What the task requires >>
Reproduce the listing verbatim.

Material provided >>
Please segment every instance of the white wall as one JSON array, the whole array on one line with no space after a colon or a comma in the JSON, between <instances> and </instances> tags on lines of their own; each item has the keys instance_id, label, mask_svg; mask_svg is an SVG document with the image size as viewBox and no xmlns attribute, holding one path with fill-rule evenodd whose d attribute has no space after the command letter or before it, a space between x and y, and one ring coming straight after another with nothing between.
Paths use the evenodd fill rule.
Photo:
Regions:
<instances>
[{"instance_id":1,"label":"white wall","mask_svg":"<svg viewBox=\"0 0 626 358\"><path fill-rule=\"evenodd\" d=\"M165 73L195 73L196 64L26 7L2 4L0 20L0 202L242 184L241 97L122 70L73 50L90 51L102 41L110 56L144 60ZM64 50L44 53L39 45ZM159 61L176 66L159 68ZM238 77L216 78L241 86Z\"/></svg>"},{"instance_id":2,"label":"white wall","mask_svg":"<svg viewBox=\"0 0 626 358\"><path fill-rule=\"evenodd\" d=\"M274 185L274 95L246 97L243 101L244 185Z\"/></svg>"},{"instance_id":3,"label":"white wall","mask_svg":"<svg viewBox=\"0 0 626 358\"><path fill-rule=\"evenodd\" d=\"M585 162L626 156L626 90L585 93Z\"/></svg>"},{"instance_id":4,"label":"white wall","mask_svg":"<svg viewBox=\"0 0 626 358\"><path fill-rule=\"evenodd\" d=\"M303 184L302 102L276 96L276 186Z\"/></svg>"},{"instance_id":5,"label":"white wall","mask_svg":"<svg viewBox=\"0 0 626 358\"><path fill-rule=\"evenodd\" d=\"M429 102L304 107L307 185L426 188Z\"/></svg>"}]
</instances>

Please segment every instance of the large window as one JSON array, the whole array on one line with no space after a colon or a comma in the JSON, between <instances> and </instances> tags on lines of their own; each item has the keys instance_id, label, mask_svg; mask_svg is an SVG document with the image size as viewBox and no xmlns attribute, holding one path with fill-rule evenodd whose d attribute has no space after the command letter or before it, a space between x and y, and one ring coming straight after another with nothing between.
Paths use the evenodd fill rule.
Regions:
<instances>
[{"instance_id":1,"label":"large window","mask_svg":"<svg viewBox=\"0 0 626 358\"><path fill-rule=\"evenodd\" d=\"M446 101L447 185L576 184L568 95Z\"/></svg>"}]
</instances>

Exercise response >>
Please segment every instance of the white wall as one JSON array, the whole array on one line with no space after a colon or a comma in the JSON, between <instances> and </instances> tags on lines of their own; each item has the keys instance_id, label, mask_svg; mask_svg is an SVG document with the image size as viewBox and no xmlns attribute, holding one path with fill-rule evenodd whose d attribute has no space after the command letter or before it, a space between x and y, and one ring coming straight after another with nothing between.
Paths use the evenodd fill rule.
Photo:
Regions:
<instances>
[{"instance_id":1,"label":"white wall","mask_svg":"<svg viewBox=\"0 0 626 358\"><path fill-rule=\"evenodd\" d=\"M165 73L195 73L196 64L26 7L2 4L0 20L0 202L242 184L241 97L122 70L73 50L90 51L102 41L110 56L144 60ZM64 50L44 53L39 45ZM159 61L176 66L159 68ZM238 77L216 78L241 86Z\"/></svg>"},{"instance_id":2,"label":"white wall","mask_svg":"<svg viewBox=\"0 0 626 358\"><path fill-rule=\"evenodd\" d=\"M274 185L274 95L246 97L243 101L244 185Z\"/></svg>"},{"instance_id":3,"label":"white wall","mask_svg":"<svg viewBox=\"0 0 626 358\"><path fill-rule=\"evenodd\" d=\"M585 162L626 156L626 90L585 93Z\"/></svg>"},{"instance_id":4,"label":"white wall","mask_svg":"<svg viewBox=\"0 0 626 358\"><path fill-rule=\"evenodd\" d=\"M303 184L302 102L276 96L276 186Z\"/></svg>"},{"instance_id":5,"label":"white wall","mask_svg":"<svg viewBox=\"0 0 626 358\"><path fill-rule=\"evenodd\" d=\"M429 102L304 107L307 185L426 188Z\"/></svg>"}]
</instances>

Please segment every instance of the large window as one JSON array, the whole array on one line with no space after a colon or a comma in the JSON, between <instances> and </instances> tags on lines of their own; each item has the keys instance_id, label, mask_svg; mask_svg is an SVG document with the image size as viewBox and no xmlns attribute, holding one path with fill-rule evenodd whose d attribute has no space after the command letter or before it, a space between x and y, and one ring coming straight after another with nothing between.
Paths use the evenodd fill rule.
Regions:
<instances>
[{"instance_id":1,"label":"large window","mask_svg":"<svg viewBox=\"0 0 626 358\"><path fill-rule=\"evenodd\" d=\"M446 101L447 185L576 184L568 95Z\"/></svg>"}]
</instances>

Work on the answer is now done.